Data extract -
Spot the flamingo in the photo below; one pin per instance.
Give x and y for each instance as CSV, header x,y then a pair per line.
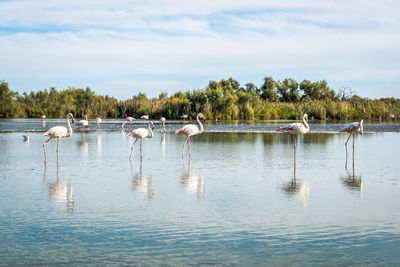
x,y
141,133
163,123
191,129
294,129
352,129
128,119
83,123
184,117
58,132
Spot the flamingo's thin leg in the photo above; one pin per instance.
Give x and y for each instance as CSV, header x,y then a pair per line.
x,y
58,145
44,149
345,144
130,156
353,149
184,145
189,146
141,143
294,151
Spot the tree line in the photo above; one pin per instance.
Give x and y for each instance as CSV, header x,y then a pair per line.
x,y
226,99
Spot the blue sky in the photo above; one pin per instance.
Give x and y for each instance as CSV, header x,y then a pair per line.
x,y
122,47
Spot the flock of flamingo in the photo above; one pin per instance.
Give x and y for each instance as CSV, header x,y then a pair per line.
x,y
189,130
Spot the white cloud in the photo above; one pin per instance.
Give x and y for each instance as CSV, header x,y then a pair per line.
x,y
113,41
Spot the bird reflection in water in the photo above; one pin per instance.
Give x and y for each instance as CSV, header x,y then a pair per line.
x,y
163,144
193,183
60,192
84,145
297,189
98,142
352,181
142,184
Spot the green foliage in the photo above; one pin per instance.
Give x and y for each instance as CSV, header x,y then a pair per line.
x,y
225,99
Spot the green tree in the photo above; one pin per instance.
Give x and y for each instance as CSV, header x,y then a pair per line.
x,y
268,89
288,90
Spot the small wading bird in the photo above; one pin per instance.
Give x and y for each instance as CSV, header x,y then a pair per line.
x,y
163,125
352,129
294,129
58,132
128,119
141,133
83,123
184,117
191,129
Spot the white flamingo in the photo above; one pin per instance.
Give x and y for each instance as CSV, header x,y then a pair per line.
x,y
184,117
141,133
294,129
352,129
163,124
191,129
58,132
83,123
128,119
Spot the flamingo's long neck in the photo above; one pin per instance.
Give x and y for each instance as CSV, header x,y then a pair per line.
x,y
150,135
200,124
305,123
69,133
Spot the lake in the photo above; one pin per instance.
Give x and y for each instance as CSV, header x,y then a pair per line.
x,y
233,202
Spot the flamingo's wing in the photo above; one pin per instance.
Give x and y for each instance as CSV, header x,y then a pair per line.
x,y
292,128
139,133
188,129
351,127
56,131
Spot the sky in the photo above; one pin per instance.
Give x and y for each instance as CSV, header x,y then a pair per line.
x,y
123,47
* * *
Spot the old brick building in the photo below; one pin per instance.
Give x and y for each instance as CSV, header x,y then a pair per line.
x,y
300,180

Your objective -
Return each line of the rows above that includes the word "below", copied in full.

Reply to the task -
Spot the flamingo in the photo below; one pin per instance.
Spot the old brick building in the photo below; one pin per instance.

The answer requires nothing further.